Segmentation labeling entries
----------

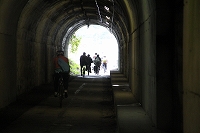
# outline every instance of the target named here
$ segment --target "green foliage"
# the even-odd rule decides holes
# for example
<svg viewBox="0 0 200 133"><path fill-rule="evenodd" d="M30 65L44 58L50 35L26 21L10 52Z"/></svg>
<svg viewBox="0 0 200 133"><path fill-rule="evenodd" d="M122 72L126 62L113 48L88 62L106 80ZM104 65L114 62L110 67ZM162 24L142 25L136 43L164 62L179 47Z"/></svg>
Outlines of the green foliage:
<svg viewBox="0 0 200 133"><path fill-rule="evenodd" d="M72 37L70 38L70 46L71 46L71 49L70 49L70 52L71 53L75 53L77 50L78 50L78 46L81 42L81 38L80 37L77 37L75 34L72 35Z"/></svg>
<svg viewBox="0 0 200 133"><path fill-rule="evenodd" d="M70 38L70 53L75 53L78 50L79 44L81 42L81 38L77 37L75 34ZM69 59L70 64L70 74L78 75L80 72L79 64L75 63L73 60Z"/></svg>

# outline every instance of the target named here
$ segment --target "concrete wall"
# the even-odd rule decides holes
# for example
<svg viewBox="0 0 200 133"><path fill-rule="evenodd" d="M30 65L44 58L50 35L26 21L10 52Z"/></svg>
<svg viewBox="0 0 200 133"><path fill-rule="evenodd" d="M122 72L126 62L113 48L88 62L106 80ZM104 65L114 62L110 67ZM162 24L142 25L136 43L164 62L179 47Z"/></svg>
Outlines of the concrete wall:
<svg viewBox="0 0 200 133"><path fill-rule="evenodd" d="M129 66L131 74L129 73L129 82L132 93L156 124L155 3L146 0L130 3L127 4L127 10L132 15L129 16L131 20L129 31L129 53L131 53Z"/></svg>
<svg viewBox="0 0 200 133"><path fill-rule="evenodd" d="M183 129L200 132L200 1L184 1Z"/></svg>
<svg viewBox="0 0 200 133"><path fill-rule="evenodd" d="M0 108L16 100L16 31L23 6L23 0L0 0Z"/></svg>

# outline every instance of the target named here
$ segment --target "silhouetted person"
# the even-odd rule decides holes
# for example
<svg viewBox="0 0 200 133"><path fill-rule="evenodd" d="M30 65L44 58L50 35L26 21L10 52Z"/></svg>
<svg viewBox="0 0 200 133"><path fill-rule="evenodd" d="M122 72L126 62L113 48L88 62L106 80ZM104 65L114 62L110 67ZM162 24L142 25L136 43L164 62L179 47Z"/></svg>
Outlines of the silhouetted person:
<svg viewBox="0 0 200 133"><path fill-rule="evenodd" d="M83 75L82 73L83 66L86 66L86 65L87 65L87 56L86 56L86 53L83 52L83 55L81 55L80 57L81 76Z"/></svg>

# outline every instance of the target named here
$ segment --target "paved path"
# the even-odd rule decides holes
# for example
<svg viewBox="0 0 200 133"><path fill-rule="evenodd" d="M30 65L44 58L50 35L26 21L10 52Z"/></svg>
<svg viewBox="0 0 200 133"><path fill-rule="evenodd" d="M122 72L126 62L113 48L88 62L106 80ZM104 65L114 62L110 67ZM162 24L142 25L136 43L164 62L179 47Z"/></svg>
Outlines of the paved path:
<svg viewBox="0 0 200 133"><path fill-rule="evenodd" d="M53 88L48 87L49 92L52 92ZM40 91L38 93L45 93L47 89ZM31 94L31 97L34 98L34 95ZM31 97L26 97L26 99ZM35 100L39 99L39 96L35 97L37 97ZM28 103L24 106L19 103L12 105L9 107L12 115L10 116L11 111L8 111L7 117L13 118L4 118L7 125L4 125L4 130L0 132L115 133L116 118L112 99L108 76L77 77L69 84L69 97L63 100L63 108L59 107L58 98L53 95L39 103L32 100L34 104L30 103L32 106L29 105L29 108L24 107L28 106ZM23 111L20 111L19 105ZM3 115L2 111L0 113ZM15 113L17 114L14 115Z"/></svg>

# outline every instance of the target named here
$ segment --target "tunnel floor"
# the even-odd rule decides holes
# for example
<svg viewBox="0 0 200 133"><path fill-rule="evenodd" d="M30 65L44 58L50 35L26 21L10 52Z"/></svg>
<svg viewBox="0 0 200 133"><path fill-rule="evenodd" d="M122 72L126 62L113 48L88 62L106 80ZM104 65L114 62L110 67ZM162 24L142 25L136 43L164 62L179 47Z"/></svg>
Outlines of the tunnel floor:
<svg viewBox="0 0 200 133"><path fill-rule="evenodd" d="M21 95L15 103L0 110L0 132L116 132L109 76L74 77L68 92L62 108L53 96L51 84Z"/></svg>

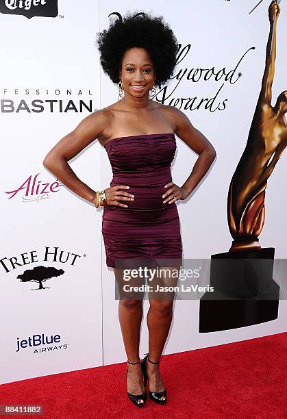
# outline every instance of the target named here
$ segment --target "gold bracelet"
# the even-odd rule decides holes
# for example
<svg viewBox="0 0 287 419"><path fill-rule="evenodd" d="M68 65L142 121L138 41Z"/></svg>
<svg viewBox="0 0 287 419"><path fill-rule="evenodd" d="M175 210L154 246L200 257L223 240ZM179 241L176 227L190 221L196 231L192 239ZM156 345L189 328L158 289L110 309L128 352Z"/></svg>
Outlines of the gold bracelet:
<svg viewBox="0 0 287 419"><path fill-rule="evenodd" d="M104 190L96 191L96 202L95 203L96 208L99 207L105 207L107 204L107 197Z"/></svg>

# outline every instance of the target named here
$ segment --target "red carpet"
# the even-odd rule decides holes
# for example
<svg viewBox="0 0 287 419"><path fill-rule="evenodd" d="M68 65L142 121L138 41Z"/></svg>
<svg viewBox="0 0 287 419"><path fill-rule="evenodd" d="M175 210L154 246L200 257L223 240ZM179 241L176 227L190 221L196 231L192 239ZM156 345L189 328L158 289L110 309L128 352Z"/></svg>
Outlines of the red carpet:
<svg viewBox="0 0 287 419"><path fill-rule="evenodd" d="M163 406L149 398L141 409L132 403L125 363L3 384L0 405L42 405L43 415L21 416L34 419L286 419L286 348L283 333L164 355Z"/></svg>

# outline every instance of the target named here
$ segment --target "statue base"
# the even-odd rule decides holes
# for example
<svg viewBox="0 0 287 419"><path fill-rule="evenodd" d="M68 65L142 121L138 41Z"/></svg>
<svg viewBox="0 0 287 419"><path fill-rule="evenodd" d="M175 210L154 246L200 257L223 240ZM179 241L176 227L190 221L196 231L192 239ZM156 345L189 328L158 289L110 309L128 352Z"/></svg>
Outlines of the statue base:
<svg viewBox="0 0 287 419"><path fill-rule="evenodd" d="M200 299L199 333L269 322L278 316L274 248L212 255L210 287Z"/></svg>

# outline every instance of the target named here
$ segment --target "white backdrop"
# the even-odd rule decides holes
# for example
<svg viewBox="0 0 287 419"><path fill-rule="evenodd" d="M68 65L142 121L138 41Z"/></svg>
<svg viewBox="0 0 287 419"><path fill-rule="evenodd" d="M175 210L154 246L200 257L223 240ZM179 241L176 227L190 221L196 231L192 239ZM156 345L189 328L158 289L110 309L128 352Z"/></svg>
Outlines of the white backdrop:
<svg viewBox="0 0 287 419"><path fill-rule="evenodd" d="M169 97L163 102L165 104L174 104L177 98L196 97L194 109L202 98L215 98L214 112L205 110L204 103L199 109L184 111L217 153L199 188L187 200L177 203L185 258L209 258L212 254L227 251L231 245L226 212L228 187L245 147L261 88L269 30L269 2L264 1L249 15L255 3L182 0L177 2L175 10L174 4L162 0L146 0L136 8L139 12L163 15L182 49L191 45L174 75L180 70L182 75L184 68L189 71L214 67L218 72L225 67L225 73L236 68L234 82L238 73L242 73L233 84L223 78L216 81L214 77L194 82L187 80L186 75L179 81L171 79L167 84ZM284 75L287 67L284 9L287 5L283 1L281 6L273 105L279 93L287 90ZM117 100L116 85L100 68L95 45L96 33L108 27L110 13L123 15L134 8L134 2L130 0L120 4L112 0L85 0L81 5L59 0L58 16L55 18L35 16L28 19L21 15L0 14L1 39L6 40L1 46L4 65L0 70L3 138L0 383L126 360L118 320L118 302L114 300L113 272L105 265L101 236L102 212L64 186L55 183L56 179L42 162L54 144L90 112ZM255 49L250 49L252 47ZM162 99L160 92L158 100ZM42 112L32 110L39 110L32 103L34 99L44 101ZM45 102L54 99L57 101L53 108L50 103ZM90 106L90 110L80 109L81 99ZM5 101L12 101L15 110L8 112L11 103ZM21 103L23 109L16 112L21 101L25 101L26 107ZM73 101L75 108L61 112L60 101L63 109L69 101ZM171 103L171 101L173 101ZM224 101L225 109L216 110L219 106L223 108ZM179 104L177 107L180 108ZM173 181L181 186L197 156L178 138L177 145L172 175ZM284 192L286 158L283 154L269 179L266 220L260 236L262 247L275 248L277 258L286 257L286 226L283 224L287 206ZM109 187L110 165L105 150L97 140L70 163L81 180L94 190ZM24 183L19 191L6 193L16 191ZM40 188L38 191L37 185ZM46 246L50 252L58 247L58 258L54 260L51 255L45 260ZM59 259L61 251L62 262ZM9 260L13 257L16 259ZM18 265L13 265L16 261ZM17 279L18 275L40 266L58 270L59 276L43 282L43 286L49 288L32 291L38 288L38 282L23 283ZM210 333L198 332L199 306L197 301L175 301L164 353L286 330L285 301L279 302L279 317L275 320ZM145 301L140 356L148 348L147 309ZM53 344L27 346L16 351L17 339L28 340L38 334L49 339L59 335L60 338L55 337ZM42 351L47 347L51 350Z"/></svg>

----------

PROBLEM TO WORK ON. State how many lines of the records above contain the string "paved", treating uppercase and lowercase as different. Reply with the number only.

WORKED SOLUTION. 2